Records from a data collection
====

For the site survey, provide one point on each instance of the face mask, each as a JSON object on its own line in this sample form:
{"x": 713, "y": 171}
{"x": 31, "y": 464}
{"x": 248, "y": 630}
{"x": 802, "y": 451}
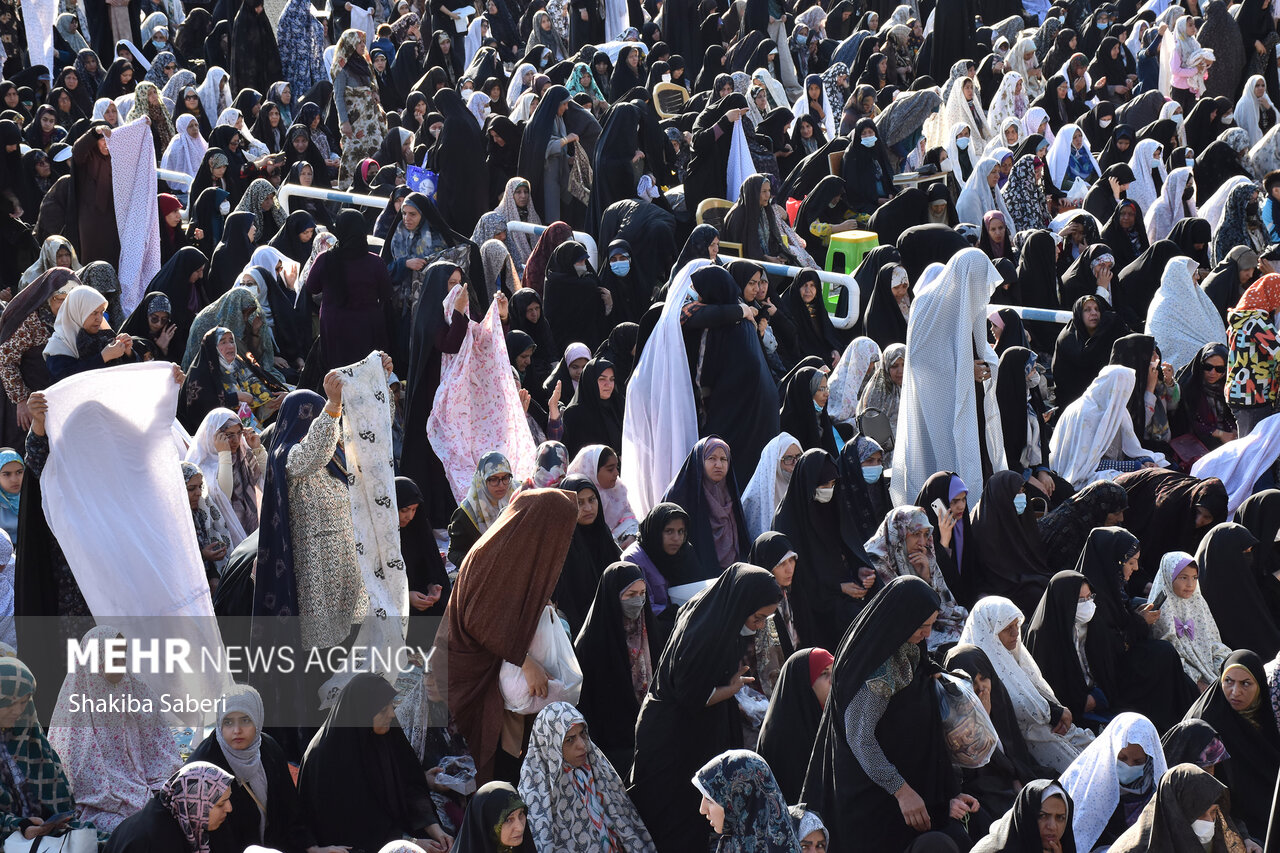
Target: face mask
{"x": 1084, "y": 611}
{"x": 632, "y": 607}
{"x": 1128, "y": 774}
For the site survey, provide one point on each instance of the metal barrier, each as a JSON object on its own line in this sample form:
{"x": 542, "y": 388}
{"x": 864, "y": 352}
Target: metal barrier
{"x": 1041, "y": 315}
{"x": 174, "y": 177}
{"x": 586, "y": 240}
{"x": 288, "y": 190}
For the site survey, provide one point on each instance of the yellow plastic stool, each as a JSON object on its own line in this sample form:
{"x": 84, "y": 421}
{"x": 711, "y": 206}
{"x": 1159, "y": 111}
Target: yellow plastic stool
{"x": 849, "y": 247}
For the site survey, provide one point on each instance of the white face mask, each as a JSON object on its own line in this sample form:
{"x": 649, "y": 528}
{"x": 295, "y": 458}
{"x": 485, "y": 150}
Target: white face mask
{"x": 1203, "y": 830}
{"x": 1084, "y": 611}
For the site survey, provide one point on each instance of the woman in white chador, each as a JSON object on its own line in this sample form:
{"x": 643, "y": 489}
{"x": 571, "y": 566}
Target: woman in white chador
{"x": 1051, "y": 737}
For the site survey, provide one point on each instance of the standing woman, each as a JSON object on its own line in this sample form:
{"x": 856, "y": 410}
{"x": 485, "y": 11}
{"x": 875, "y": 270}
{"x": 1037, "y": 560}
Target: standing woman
{"x": 355, "y": 96}
{"x": 688, "y": 716}
{"x": 355, "y": 295}
{"x": 881, "y": 771}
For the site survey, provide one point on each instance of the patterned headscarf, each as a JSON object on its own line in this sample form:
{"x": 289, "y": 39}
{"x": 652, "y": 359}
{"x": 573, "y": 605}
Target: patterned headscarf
{"x": 755, "y": 812}
{"x": 584, "y": 808}
{"x": 478, "y": 505}
{"x": 190, "y": 796}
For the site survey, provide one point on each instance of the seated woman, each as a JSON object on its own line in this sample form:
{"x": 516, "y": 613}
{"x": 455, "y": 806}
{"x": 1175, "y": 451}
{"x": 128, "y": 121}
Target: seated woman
{"x": 664, "y": 553}
{"x": 360, "y": 739}
{"x": 265, "y": 807}
{"x": 1095, "y": 438}
{"x": 114, "y": 760}
{"x": 743, "y": 803}
{"x": 707, "y": 489}
{"x": 485, "y": 500}
{"x": 791, "y": 723}
{"x": 233, "y": 460}
{"x": 575, "y": 796}
{"x": 220, "y": 378}
{"x": 182, "y": 816}
{"x": 1041, "y": 816}
{"x": 688, "y": 716}
{"x": 1240, "y": 711}
{"x": 1114, "y": 779}
{"x": 1047, "y": 728}
{"x": 592, "y": 550}
{"x": 83, "y": 313}
{"x": 617, "y": 651}
{"x": 1185, "y": 620}
{"x": 904, "y": 546}
{"x": 881, "y": 772}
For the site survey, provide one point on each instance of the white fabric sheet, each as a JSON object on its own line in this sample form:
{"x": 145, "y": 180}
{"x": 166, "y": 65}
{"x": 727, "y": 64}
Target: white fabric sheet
{"x": 136, "y": 557}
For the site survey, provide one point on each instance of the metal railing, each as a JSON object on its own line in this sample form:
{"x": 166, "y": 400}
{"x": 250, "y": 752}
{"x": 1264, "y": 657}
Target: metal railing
{"x": 593, "y": 251}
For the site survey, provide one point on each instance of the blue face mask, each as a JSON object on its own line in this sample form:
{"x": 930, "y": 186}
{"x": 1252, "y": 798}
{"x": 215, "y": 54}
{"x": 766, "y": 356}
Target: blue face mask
{"x": 1128, "y": 774}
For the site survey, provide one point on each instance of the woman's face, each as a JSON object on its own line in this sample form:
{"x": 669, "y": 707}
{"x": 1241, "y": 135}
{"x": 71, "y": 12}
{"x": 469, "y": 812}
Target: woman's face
{"x": 607, "y": 474}
{"x": 588, "y": 506}
{"x": 498, "y": 486}
{"x": 195, "y": 489}
{"x": 606, "y": 382}
{"x": 238, "y": 729}
{"x": 94, "y": 322}
{"x": 513, "y": 829}
{"x": 227, "y": 346}
{"x": 716, "y": 465}
{"x": 1239, "y": 688}
{"x": 575, "y": 746}
{"x": 673, "y": 537}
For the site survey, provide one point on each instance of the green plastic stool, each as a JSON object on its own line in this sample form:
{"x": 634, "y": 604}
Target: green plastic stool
{"x": 844, "y": 255}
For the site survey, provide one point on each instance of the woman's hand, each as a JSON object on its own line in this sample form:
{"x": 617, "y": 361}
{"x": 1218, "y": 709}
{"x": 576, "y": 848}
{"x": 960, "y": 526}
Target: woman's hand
{"x": 914, "y": 812}
{"x": 535, "y": 676}
{"x": 333, "y": 389}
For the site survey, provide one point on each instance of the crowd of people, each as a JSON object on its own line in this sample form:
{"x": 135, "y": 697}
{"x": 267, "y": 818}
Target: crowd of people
{"x": 686, "y": 542}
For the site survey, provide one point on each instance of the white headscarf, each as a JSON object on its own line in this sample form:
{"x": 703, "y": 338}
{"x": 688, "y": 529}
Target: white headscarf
{"x": 768, "y": 484}
{"x": 1188, "y": 624}
{"x": 1092, "y": 781}
{"x": 1182, "y": 316}
{"x": 1143, "y": 160}
{"x": 849, "y": 377}
{"x": 184, "y": 151}
{"x": 978, "y": 197}
{"x": 71, "y": 318}
{"x": 1089, "y": 424}
{"x": 1249, "y": 108}
{"x": 1060, "y": 153}
{"x": 1168, "y": 208}
{"x": 938, "y": 422}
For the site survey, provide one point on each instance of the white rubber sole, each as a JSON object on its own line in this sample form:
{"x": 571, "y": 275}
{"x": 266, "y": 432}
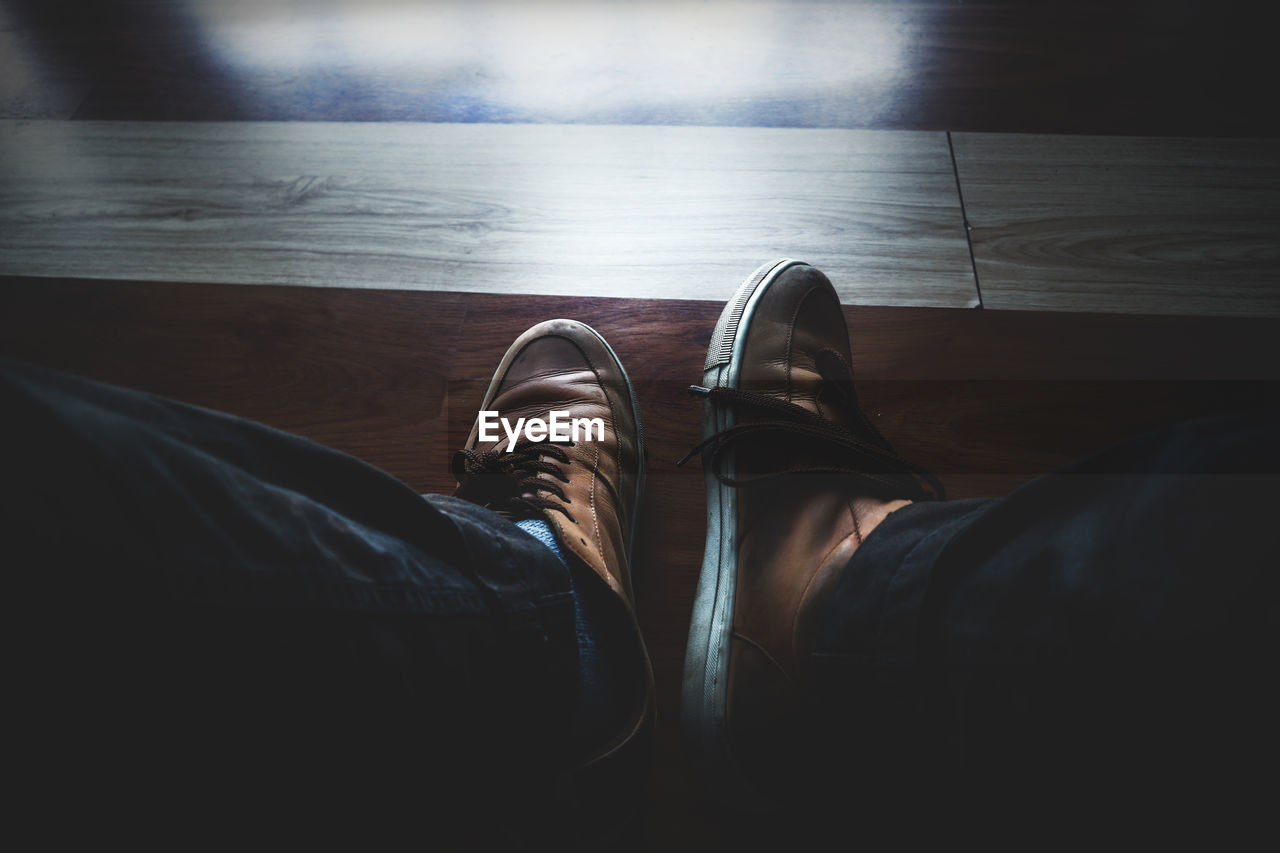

====

YOUR ASSIGNMENT
All entries should be given again exactly, except that pictures are to be excluded.

PROBLEM SOLUTION
For the site survey, provide one point on each instance of the face mask, each as a JSON object on its own line in this sample form:
{"x": 713, "y": 171}
{"x": 31, "y": 464}
{"x": 248, "y": 630}
{"x": 802, "y": 451}
Target: face mask
{"x": 1084, "y": 611}
{"x": 632, "y": 607}
{"x": 1128, "y": 774}
For the site survey, provide one point on each instance of the metal barrier, each as a JSON object on its own line in this sample form:
{"x": 542, "y": 388}
{"x": 864, "y": 352}
Target: metal barrier
{"x": 1041, "y": 315}
{"x": 174, "y": 177}
{"x": 586, "y": 240}
{"x": 288, "y": 190}
For the site survey, provide one point on each instance of the yellow plastic stool, each as a JSON object on its own line in this sample form:
{"x": 84, "y": 421}
{"x": 711, "y": 206}
{"x": 1159, "y": 111}
Target: yellow plastic stool
{"x": 849, "y": 247}
For the site survey, provide one point on each instance of the white face mask, each as a JSON object on its own line in this sample form:
{"x": 649, "y": 528}
{"x": 295, "y": 458}
{"x": 485, "y": 150}
Target: white face mask
{"x": 1203, "y": 830}
{"x": 1084, "y": 611}
For the site survey, provide one point on each instance of the woman in white chador, each as a JSON object on its own line in this sample form:
{"x": 643, "y": 489}
{"x": 571, "y": 566}
Target: woman in white chador
{"x": 1051, "y": 737}
For the site survey, provide one point on each instance of the standing woman, each as a JSON object on its own line in this sample form:
{"x": 856, "y": 410}
{"x": 485, "y": 11}
{"x": 875, "y": 270}
{"x": 1037, "y": 560}
Target: standing woman
{"x": 355, "y": 96}
{"x": 688, "y": 716}
{"x": 355, "y": 295}
{"x": 881, "y": 771}
For the site survey, provide one point on each instance of the patterned headscarf, each as a JSON object on its own line in this sample form:
{"x": 289, "y": 39}
{"x": 652, "y": 359}
{"x": 573, "y": 605}
Target: patterned headscarf
{"x": 755, "y": 812}
{"x": 584, "y": 808}
{"x": 478, "y": 505}
{"x": 190, "y": 796}
For the site survey, provide one point on each instance of the seated woman, each as a JSON object on its own line in this sample form:
{"x": 516, "y": 613}
{"x": 455, "y": 806}
{"x": 1175, "y": 451}
{"x": 128, "y": 121}
Target: seated woman
{"x": 664, "y": 553}
{"x": 360, "y": 739}
{"x": 265, "y": 807}
{"x": 1095, "y": 438}
{"x": 114, "y": 760}
{"x": 743, "y": 803}
{"x": 707, "y": 489}
{"x": 485, "y": 500}
{"x": 791, "y": 723}
{"x": 233, "y": 460}
{"x": 575, "y": 796}
{"x": 220, "y": 378}
{"x": 182, "y": 816}
{"x": 1041, "y": 816}
{"x": 688, "y": 716}
{"x": 1240, "y": 711}
{"x": 1114, "y": 779}
{"x": 1047, "y": 728}
{"x": 592, "y": 550}
{"x": 83, "y": 313}
{"x": 617, "y": 651}
{"x": 1185, "y": 620}
{"x": 904, "y": 546}
{"x": 881, "y": 772}
For the site survey, provide one point on each instance of the white fabric sheet, each as a JSON object on its own line in this sample form:
{"x": 145, "y": 180}
{"x": 166, "y": 65}
{"x": 727, "y": 64}
Target: white fabric sheet
{"x": 136, "y": 557}
For the site survey, provide one point on each instance of the metal railing, each as a JSON object on its own line in this sample form:
{"x": 166, "y": 400}
{"x": 250, "y": 752}
{"x": 1264, "y": 657}
Target: metal railing
{"x": 593, "y": 251}
For the site survey, provide one point on each instance of the blue face mask, each as a JSON object on its own line in this sample form:
{"x": 930, "y": 186}
{"x": 1252, "y": 798}
{"x": 215, "y": 54}
{"x": 766, "y": 356}
Target: blue face mask
{"x": 1128, "y": 774}
For the site survey, provide one point on each instance of the woman's face, each as a JSON object on its own line in this sample form:
{"x": 669, "y": 707}
{"x": 1241, "y": 135}
{"x": 71, "y": 12}
{"x": 469, "y": 812}
Target: woman's face
{"x": 607, "y": 474}
{"x": 588, "y": 506}
{"x": 498, "y": 486}
{"x": 195, "y": 489}
{"x": 606, "y": 382}
{"x": 238, "y": 729}
{"x": 94, "y": 322}
{"x": 513, "y": 829}
{"x": 227, "y": 346}
{"x": 716, "y": 465}
{"x": 1239, "y": 688}
{"x": 575, "y": 746}
{"x": 673, "y": 537}
For the site survey, provide one point on each instance of the green plastic stool, each as a JSON object on its own line in this sample form:
{"x": 634, "y": 604}
Target: green plastic stool
{"x": 844, "y": 255}
For the site survey, provide one point on each instance of the woman's hand, each as a JSON object on its own line in this sample form:
{"x": 617, "y": 361}
{"x": 1218, "y": 709}
{"x": 576, "y": 848}
{"x": 960, "y": 526}
Target: woman's hand
{"x": 914, "y": 812}
{"x": 535, "y": 676}
{"x": 333, "y": 389}
For the site survey, provide one point on each instance of the crowd of people, each as a JSON object on its own line in this sample form:
{"x": 135, "y": 697}
{"x": 267, "y": 818}
Target: crowd of people
{"x": 686, "y": 542}
For the site survey, provide one point on each instance of the white headscarf, each as a JSON object on its own line in this sample form:
{"x": 703, "y": 338}
{"x": 688, "y": 529}
Target: white headscarf
{"x": 768, "y": 484}
{"x": 1188, "y": 624}
{"x": 1092, "y": 781}
{"x": 1182, "y": 316}
{"x": 1143, "y": 160}
{"x": 849, "y": 377}
{"x": 184, "y": 151}
{"x": 978, "y": 197}
{"x": 71, "y": 318}
{"x": 1089, "y": 424}
{"x": 1249, "y": 108}
{"x": 1060, "y": 153}
{"x": 1168, "y": 208}
{"x": 938, "y": 422}
For the site survey, provide one point on each instance of the white rubber sole, each as a JSON object on its own line in this sample form:
{"x": 571, "y": 275}
{"x": 266, "y": 432}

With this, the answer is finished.